**Problem description**
Rewrite the lines from the first one up to and including the line with "[806,593,870,630]", putting "crop sprayer" in place of "precision sprayer" and changing nothing else. Leave the pictures out.

Dataset entries
_ _ _ _

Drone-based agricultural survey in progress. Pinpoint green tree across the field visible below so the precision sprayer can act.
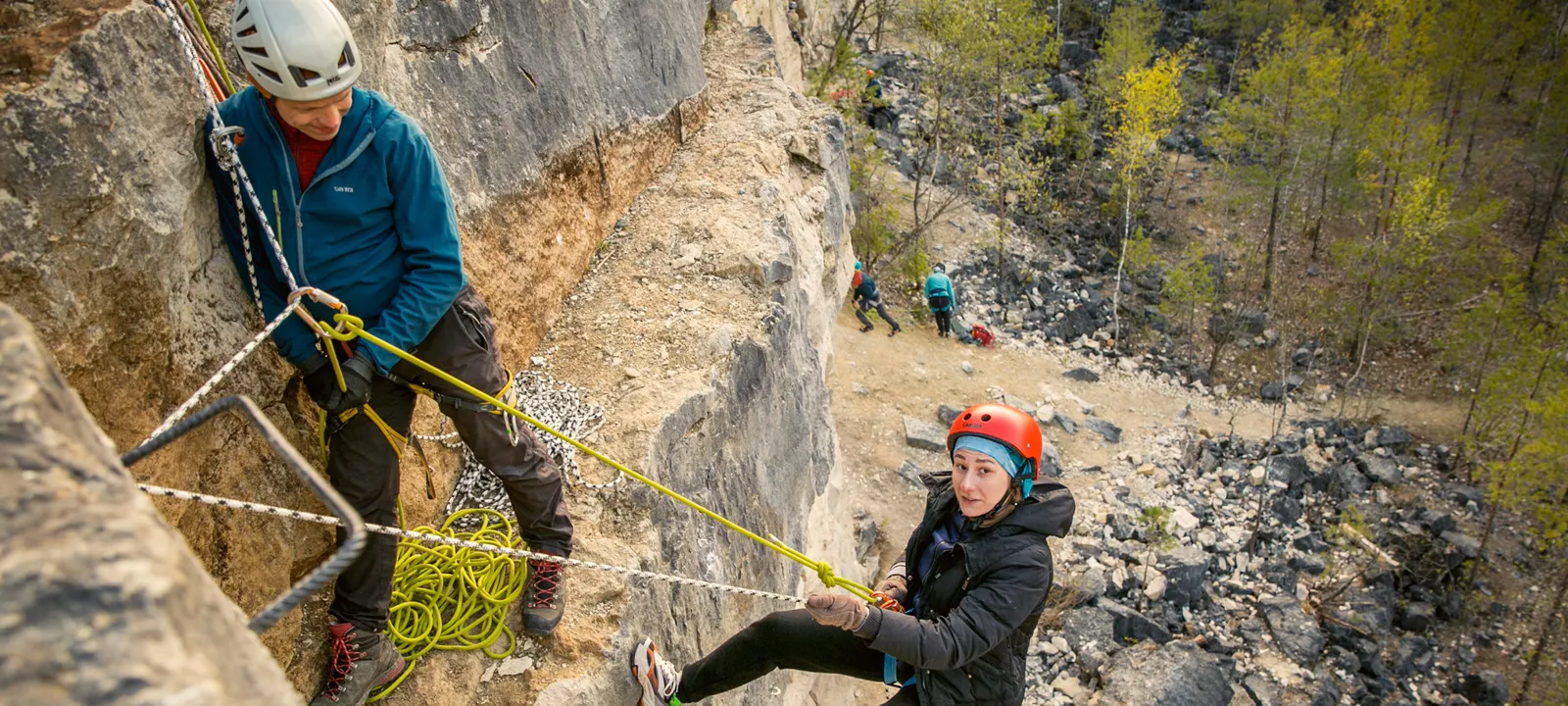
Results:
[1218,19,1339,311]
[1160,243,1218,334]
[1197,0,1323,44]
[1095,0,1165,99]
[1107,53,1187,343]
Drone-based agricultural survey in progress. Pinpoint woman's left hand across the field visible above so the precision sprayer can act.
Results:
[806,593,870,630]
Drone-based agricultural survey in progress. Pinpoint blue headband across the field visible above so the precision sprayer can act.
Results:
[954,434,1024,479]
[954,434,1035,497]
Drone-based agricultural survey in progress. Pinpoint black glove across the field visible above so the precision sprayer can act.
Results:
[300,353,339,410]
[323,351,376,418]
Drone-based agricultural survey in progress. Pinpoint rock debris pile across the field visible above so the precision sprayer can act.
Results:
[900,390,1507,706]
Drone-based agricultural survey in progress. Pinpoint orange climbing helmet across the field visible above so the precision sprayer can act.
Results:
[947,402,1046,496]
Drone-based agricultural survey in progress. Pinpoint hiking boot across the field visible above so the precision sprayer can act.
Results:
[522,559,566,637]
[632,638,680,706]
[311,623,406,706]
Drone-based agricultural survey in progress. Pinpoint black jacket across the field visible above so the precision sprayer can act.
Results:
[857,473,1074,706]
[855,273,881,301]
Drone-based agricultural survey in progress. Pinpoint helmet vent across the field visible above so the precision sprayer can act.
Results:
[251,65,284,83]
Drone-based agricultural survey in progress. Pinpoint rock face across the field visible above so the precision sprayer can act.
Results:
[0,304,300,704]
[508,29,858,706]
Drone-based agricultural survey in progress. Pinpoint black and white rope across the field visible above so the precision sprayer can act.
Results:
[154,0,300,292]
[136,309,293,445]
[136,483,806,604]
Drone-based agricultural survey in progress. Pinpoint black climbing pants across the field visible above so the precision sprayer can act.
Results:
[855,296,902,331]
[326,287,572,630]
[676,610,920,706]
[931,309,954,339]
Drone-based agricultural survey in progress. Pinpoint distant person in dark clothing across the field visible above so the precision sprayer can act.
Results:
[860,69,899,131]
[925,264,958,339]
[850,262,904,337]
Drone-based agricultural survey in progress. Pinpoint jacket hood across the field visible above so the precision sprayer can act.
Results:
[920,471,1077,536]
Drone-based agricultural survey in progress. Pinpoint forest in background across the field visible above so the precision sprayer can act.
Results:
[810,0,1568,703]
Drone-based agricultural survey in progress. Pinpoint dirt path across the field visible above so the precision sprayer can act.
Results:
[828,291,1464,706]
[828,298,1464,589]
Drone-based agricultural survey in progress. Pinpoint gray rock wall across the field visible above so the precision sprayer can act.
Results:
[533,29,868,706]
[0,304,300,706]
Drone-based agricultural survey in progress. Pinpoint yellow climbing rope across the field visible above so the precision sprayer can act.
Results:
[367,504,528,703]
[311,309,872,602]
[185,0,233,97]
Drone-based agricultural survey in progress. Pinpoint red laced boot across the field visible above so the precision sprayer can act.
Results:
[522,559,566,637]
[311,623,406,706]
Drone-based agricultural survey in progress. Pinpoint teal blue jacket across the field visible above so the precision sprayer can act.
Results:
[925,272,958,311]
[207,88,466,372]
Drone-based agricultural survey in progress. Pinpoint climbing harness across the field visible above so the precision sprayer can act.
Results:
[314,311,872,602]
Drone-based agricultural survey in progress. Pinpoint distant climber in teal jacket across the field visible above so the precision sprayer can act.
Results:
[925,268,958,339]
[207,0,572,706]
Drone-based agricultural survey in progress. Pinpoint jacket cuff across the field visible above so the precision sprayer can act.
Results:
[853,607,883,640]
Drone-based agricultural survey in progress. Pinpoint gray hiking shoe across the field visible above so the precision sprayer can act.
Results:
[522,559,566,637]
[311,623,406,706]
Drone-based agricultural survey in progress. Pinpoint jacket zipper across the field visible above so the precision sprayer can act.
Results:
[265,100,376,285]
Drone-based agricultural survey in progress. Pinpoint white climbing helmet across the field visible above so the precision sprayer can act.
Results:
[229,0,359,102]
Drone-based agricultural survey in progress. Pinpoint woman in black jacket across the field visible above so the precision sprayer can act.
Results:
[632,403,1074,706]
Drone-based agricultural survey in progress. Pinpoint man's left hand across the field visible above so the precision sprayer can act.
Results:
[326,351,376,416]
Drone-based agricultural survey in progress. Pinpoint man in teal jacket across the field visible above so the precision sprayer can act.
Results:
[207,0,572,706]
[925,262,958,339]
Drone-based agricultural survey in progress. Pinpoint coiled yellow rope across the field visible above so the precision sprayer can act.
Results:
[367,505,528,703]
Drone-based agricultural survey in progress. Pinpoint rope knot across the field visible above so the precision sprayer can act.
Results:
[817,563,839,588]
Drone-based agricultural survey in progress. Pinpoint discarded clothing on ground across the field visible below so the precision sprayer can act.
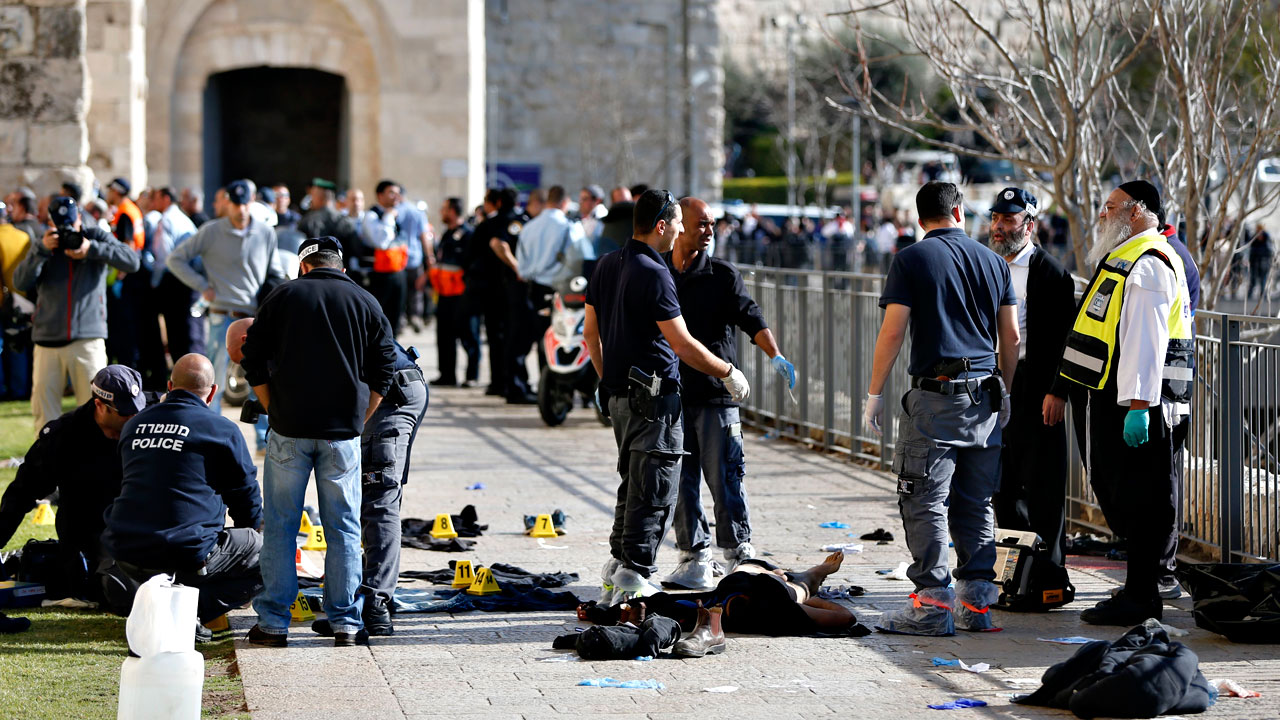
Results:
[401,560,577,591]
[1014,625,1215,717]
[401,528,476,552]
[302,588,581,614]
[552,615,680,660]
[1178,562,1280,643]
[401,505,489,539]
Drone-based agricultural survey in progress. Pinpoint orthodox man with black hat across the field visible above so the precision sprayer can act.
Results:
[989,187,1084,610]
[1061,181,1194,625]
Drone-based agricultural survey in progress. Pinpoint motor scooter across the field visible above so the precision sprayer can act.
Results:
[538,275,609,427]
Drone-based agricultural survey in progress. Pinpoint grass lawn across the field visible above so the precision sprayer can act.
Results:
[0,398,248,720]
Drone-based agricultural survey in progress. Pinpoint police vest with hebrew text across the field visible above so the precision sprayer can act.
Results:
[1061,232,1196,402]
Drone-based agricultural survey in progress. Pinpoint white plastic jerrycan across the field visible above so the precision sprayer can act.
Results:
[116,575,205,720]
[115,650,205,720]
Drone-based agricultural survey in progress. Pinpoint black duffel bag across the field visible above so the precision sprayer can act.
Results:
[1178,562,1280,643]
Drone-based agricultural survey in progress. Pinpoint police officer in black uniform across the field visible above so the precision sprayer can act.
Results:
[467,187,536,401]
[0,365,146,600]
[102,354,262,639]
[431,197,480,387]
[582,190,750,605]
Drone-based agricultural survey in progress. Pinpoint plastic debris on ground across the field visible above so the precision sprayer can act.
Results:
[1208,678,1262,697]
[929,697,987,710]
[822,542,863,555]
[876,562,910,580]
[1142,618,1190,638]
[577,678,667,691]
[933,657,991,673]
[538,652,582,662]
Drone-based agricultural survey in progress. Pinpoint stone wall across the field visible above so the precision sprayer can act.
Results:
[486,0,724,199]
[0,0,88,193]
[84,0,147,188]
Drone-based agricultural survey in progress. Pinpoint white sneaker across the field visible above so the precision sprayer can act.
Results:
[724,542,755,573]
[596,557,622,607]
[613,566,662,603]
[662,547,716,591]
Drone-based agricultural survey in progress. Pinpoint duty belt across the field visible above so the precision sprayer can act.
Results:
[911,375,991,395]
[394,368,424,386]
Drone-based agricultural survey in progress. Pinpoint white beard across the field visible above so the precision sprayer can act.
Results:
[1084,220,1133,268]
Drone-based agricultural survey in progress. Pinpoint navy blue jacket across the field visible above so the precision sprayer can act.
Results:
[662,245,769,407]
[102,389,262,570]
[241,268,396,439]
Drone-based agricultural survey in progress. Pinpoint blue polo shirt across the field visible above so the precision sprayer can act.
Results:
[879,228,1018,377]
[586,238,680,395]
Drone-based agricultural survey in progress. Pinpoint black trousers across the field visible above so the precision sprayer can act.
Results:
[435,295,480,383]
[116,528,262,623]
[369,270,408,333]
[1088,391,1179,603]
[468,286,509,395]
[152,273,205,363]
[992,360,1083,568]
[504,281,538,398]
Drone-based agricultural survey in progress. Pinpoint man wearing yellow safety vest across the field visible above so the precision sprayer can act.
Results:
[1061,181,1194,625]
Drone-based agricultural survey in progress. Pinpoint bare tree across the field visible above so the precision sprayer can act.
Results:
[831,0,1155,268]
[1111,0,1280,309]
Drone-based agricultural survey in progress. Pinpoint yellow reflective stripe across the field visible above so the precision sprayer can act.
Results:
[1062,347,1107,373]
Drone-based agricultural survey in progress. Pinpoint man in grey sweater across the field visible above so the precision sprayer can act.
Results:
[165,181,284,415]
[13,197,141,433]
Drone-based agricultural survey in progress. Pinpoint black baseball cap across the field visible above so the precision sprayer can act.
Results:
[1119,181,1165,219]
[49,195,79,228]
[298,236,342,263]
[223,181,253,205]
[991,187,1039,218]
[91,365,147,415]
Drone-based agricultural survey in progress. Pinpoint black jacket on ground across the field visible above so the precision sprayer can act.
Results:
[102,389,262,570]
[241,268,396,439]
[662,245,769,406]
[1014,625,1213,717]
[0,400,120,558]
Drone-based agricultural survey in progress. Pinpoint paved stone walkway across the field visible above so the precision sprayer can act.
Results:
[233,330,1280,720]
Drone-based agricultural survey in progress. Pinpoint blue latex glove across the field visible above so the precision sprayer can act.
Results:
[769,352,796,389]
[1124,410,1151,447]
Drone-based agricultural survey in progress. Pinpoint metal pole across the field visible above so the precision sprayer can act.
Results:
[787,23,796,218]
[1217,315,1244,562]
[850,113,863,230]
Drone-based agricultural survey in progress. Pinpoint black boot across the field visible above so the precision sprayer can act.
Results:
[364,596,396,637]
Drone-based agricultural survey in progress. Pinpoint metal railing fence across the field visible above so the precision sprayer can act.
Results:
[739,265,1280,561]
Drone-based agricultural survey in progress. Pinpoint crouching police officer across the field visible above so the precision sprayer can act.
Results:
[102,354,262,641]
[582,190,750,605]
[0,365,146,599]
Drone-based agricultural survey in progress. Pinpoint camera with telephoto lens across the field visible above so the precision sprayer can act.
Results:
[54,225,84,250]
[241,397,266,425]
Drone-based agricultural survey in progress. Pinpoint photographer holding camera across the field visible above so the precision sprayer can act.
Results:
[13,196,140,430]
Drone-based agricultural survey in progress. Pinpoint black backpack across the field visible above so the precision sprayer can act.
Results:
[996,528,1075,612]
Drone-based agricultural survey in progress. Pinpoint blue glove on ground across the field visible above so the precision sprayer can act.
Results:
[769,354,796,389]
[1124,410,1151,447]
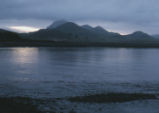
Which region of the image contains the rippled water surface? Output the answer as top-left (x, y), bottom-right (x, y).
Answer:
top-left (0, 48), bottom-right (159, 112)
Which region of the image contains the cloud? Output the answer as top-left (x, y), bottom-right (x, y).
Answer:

_ _ _ _

**Expected answer**
Drone-based agricultural survey in progress. Pinpoint green tree across the field visible below so the crop sprayer can act.
Results:
[1218,19,1339,311]
[1160,243,1218,334]
[1197,0,1323,44]
[1095,0,1165,99]
[1107,53,1187,343]
Drone-based agricultural survey in progress. Pinpoint woman's left hand across the field visible above so the crop sprayer can act.
Results:
[806,593,870,630]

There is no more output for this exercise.